Early in the book Bourdain describes the life lived by restaurant kitchen workers as a subculture. From his anecdotes, which my husband swears aren’t exaggerations (he cooked for two years while I attended library school), that sounds spot on. This is not a ponderous or philosophical book, though Bourdain does share interesting insights and opinions. The prose is raw, in-your-face, and eloquently crude. As Bourdain reads his own words one imagines this is just the way he speaks in real life, when not restrained by television censors. If profanity bothers you, this is not the book for you!
By the end of the book any illusions the reader might have had that cooking for a living is glamorous will have been completely shattered. Bourdain paints a picture of a physically and psychically hard life, where drug addiction and dysfunction reign. Kitchen crews are described at various times as pirate crews and mercenaries. It wouldn’t be the life for me, but I enjoyed reading about it!
Bourdain, Anthony. Kitchen Confidential: Adventures in the Culinary Underbelly. Penguin Random House Audio Publishing Group, 2001. Internet resource. (Listen to sample)
Friday Reads: Nemesis by Jo Nesbo
Along with millions of others, I am a fan of Stieg Larsson’s “Millenium” trilogy of crime novels. Seriously, is there a more compelling character than Lisbeth Salander? Those were the first novels I’d read by a Scandinavian author. Having enjoyed Larsson’s series I was curious to learn more about Jo Nesbo, a popular Norwegian author who writes crime fiction – a lot of crime fiction. Harry Hole is the main character in a series of, so far, ten crime novels written by Nesbo. Hole is described as a “classic loose cannon” in the Oslo (Norway) police force. He’s flawed, but, of course, brilliant.

Stored dataset items:
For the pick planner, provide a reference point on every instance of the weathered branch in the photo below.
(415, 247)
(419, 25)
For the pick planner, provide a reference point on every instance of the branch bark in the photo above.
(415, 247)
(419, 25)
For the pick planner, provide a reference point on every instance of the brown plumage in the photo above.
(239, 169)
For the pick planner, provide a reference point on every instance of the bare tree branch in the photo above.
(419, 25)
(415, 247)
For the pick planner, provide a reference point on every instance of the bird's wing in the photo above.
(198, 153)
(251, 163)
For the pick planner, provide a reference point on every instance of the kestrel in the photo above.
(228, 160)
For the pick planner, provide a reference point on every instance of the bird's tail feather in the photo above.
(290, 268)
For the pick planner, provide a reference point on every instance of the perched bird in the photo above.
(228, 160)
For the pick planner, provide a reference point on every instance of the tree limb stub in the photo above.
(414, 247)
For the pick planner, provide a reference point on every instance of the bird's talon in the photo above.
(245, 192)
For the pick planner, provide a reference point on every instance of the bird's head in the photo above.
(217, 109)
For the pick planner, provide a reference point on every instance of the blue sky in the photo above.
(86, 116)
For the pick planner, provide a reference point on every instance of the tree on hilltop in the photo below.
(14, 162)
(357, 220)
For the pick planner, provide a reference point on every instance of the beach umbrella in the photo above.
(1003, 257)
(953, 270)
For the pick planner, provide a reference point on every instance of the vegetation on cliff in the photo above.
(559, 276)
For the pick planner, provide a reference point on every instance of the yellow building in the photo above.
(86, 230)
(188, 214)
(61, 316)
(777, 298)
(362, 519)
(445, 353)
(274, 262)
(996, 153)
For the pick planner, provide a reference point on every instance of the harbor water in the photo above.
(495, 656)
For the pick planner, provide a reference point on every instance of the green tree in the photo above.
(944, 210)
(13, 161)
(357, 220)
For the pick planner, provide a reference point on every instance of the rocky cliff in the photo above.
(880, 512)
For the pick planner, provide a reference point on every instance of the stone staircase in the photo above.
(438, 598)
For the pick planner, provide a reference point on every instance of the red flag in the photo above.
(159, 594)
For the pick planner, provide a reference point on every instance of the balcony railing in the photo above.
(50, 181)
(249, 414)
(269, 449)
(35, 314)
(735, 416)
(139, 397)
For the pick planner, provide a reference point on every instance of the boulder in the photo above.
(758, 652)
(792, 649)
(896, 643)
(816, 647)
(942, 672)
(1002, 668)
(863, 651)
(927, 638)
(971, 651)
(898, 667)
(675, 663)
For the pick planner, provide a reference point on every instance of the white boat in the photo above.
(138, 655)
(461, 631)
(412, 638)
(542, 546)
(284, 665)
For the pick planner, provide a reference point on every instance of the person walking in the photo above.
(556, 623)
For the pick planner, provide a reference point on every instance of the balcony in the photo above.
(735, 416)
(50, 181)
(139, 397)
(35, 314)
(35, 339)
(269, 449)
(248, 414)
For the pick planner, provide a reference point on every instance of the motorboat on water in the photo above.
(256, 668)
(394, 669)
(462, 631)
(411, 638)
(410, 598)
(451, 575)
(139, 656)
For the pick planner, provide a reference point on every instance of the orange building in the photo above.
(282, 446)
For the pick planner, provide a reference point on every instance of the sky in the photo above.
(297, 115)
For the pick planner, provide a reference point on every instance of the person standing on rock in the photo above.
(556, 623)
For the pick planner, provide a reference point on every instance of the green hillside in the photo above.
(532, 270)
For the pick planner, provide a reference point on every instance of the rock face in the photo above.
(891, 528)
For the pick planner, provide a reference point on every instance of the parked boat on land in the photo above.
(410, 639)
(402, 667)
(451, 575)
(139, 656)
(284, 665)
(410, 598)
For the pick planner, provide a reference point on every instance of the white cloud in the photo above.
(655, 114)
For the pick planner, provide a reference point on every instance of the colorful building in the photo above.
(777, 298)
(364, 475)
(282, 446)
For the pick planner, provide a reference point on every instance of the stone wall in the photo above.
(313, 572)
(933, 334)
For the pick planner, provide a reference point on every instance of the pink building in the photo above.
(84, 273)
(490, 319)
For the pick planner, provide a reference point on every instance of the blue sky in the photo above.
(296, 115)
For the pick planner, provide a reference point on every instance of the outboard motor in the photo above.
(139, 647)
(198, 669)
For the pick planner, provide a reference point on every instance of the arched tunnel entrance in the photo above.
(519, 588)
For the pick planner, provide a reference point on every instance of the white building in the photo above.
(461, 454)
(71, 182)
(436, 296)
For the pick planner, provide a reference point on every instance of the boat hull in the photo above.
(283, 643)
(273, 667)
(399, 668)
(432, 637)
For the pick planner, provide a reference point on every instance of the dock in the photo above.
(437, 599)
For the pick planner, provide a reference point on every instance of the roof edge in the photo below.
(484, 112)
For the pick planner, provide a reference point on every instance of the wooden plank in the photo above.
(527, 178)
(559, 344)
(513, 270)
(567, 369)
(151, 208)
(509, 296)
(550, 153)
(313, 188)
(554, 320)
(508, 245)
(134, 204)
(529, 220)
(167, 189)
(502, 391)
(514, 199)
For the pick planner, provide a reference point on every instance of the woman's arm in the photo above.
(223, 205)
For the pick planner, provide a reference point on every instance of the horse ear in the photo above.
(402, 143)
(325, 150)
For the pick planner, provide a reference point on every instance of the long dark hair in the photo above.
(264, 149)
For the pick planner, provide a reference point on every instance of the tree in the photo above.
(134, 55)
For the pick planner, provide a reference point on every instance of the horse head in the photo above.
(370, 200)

• Actions to take
1) Quote the book review passage between "By the end of" and "(Listen to sample)", inclusive.
2) Decide whether each statement agrees with the book review passage, and answer yes or no with the deciding words quoted from it: (a) The reviewer's husband cooked for two years. (b) The reviewer calls Bourdain's book ponderous and philosophical. (c) Harry Hole is the main character in ten crime novels by Nesbo so far.
None of these rows are needed for the tasks.

• Answers to this exercise
1)
By the end of the book any illusions the reader might have had that cooking for a living is glamorous will have been completely shattered. Bourdain paints a picture of a physically and psychically hard life, where drug addiction and dysfunction reign. Kitchen crews are described at various times as pirate crews and mercenaries. It wouldn’t be the life for me, but I enjoyed reading about it!
Bourdain, Anthony. Kitchen Confidential: Adventures in the Culinary Underbelly. Penguin Random House Audio Publishing Group, 2001. Internet resource. (Listen to sample)

2)
(a) Yes: "he cooked for two years while I attended library school"
(b) No: "This is not a ponderous or philosophical book"
(c) Yes: "Harry Hole is the main character in a series of, so far, ten crime novels written by Nesbo."